▶ **Your objective**
Please write out again every line of the entries from the line with "target: lawn" through the end of the entries, requests included, adding -78 to every coordinate in the answer paths.

Stored entries
◇ ◇ ◇

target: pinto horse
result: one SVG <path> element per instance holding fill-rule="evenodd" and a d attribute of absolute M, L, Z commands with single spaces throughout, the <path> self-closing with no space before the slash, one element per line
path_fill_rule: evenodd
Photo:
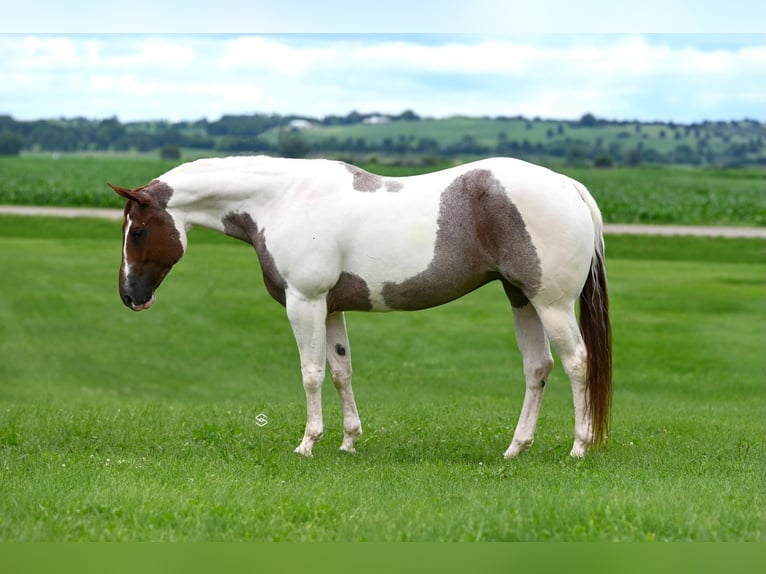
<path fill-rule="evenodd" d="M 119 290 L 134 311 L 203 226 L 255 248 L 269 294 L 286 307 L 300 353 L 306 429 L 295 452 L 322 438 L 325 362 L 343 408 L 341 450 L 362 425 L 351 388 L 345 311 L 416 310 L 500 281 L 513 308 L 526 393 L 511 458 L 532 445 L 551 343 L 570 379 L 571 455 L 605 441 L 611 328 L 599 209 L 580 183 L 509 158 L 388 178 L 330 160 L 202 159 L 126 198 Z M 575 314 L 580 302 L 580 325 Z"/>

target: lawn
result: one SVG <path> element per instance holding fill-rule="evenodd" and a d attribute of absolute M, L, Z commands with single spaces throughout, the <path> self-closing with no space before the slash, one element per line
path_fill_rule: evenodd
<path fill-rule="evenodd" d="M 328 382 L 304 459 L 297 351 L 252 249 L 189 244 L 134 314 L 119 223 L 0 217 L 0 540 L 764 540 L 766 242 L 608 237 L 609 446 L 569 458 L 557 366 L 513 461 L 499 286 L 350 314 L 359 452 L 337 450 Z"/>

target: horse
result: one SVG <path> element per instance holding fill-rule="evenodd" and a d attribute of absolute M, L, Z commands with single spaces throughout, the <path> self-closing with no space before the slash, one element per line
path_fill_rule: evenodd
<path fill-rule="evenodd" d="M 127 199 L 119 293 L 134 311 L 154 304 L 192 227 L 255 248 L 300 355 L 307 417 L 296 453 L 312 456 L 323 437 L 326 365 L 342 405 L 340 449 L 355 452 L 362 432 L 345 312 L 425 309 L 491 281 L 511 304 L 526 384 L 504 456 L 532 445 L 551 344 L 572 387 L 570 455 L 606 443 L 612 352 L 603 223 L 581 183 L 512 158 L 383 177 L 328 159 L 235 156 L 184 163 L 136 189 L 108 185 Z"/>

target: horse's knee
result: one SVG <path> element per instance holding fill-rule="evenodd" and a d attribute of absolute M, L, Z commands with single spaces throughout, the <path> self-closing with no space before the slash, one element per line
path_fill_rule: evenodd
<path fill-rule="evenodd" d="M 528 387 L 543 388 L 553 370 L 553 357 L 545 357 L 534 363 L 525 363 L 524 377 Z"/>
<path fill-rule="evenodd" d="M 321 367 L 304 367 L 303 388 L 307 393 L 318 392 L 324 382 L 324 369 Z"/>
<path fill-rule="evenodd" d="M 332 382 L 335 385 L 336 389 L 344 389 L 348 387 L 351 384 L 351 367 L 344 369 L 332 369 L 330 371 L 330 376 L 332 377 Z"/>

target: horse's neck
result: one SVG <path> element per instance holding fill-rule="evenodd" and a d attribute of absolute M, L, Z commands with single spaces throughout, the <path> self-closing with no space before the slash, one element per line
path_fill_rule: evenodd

◇ ◇ ◇

▶ **Result**
target: lawn
result: one SVG <path> element per instance holding fill-rule="evenodd" and a d attribute of absolute M, L, Z commands with single spaces throughout, the <path> self-closing with no space before the slash, one element per line
path_fill_rule: evenodd
<path fill-rule="evenodd" d="M 250 304 L 226 381 L 219 273 L 174 171 L 111 166 L 56 236 L 41 145 L -78 139 L -78 462 L 686 462 L 688 164 L 530 159 L 531 368 L 491 380 L 479 288 L 435 383 L 421 208 L 272 236 L 281 374 L 259 372 Z"/>

target: horse
result: one SVG <path> element per instance holding fill-rule="evenodd" and a d attribute of absolute M, L, Z commands with single spaces throughout, the <path> self-closing with no space before the slash, one element per line
path_fill_rule: evenodd
<path fill-rule="evenodd" d="M 49 121 L 41 215 L 56 233 L 76 226 L 114 149 L 177 170 L 222 277 L 229 339 L 218 375 L 234 378 L 245 359 L 248 287 L 264 327 L 262 371 L 277 374 L 284 354 L 267 234 L 347 231 L 413 203 L 433 226 L 448 306 L 426 378 L 454 367 L 473 266 L 494 309 L 492 377 L 528 365 L 534 274 L 525 145 L 503 105 L 434 80 L 305 99 L 250 81 L 157 78 L 106 85 L 58 111 L 30 107 Z"/>

target: horse's knee
result: one SVG <path> element per instance holding fill-rule="evenodd" and a d attribute of absolute M, L, Z commands with single spaces throughout, the <path> self-closing with no space before the slash, one element per line
path_fill_rule: evenodd
<path fill-rule="evenodd" d="M 450 309 L 465 310 L 475 292 L 475 279 L 467 279 L 456 285 L 447 285 L 446 299 Z"/>
<path fill-rule="evenodd" d="M 243 289 L 226 289 L 225 310 L 229 315 L 240 314 L 246 304 L 246 291 Z"/>
<path fill-rule="evenodd" d="M 254 304 L 257 307 L 258 311 L 266 311 L 270 309 L 273 306 L 273 289 L 266 291 L 254 291 L 252 293 L 252 298 L 254 299 Z"/>

target: horse's neck
result: one SVG <path> element per instance holding fill-rule="evenodd" and a d attribute of absolute M, L, Z commands with single spaces throughout, the <path> self-closing with no space before the slash, one element per line
path_fill_rule: evenodd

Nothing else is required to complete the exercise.